EXERCISE DESCRIPTION. Swap "Scan for" for "Search for" everywhere in the lines below, and leave everything else unchanged.

:::::

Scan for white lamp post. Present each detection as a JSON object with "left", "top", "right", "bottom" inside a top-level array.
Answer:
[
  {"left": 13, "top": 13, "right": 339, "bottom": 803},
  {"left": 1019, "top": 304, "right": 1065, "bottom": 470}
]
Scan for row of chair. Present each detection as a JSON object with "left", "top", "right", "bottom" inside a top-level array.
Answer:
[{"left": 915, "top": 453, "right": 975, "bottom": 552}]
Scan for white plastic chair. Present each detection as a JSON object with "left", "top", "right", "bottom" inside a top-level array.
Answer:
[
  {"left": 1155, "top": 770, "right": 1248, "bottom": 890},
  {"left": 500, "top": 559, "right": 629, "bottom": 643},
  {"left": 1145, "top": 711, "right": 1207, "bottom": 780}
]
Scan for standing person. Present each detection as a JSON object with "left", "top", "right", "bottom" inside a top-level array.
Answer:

:::::

RESULT OF THE TASK.
Search for white lamp post. Present each detection as a JSON object with "left", "top", "right", "bottom" inside a top-level array.
Answer:
[
  {"left": 13, "top": 13, "right": 339, "bottom": 803},
  {"left": 1019, "top": 304, "right": 1065, "bottom": 470}
]
Search for row of chair. Present each detection as a JSON object with "left", "top", "right", "bottom" inside a top-level array.
Answer:
[{"left": 915, "top": 453, "right": 975, "bottom": 552}]
Search for white plastic chair. Present each detection as a JSON object with "left", "top", "right", "bottom" inside a top-level array.
Answer:
[
  {"left": 1155, "top": 770, "right": 1248, "bottom": 890},
  {"left": 500, "top": 559, "right": 629, "bottom": 643},
  {"left": 1145, "top": 711, "right": 1207, "bottom": 780}
]
Search for standing person. Present each detection as a JSON object with "left", "top", "right", "bottom" inside a top-level array.
Answer:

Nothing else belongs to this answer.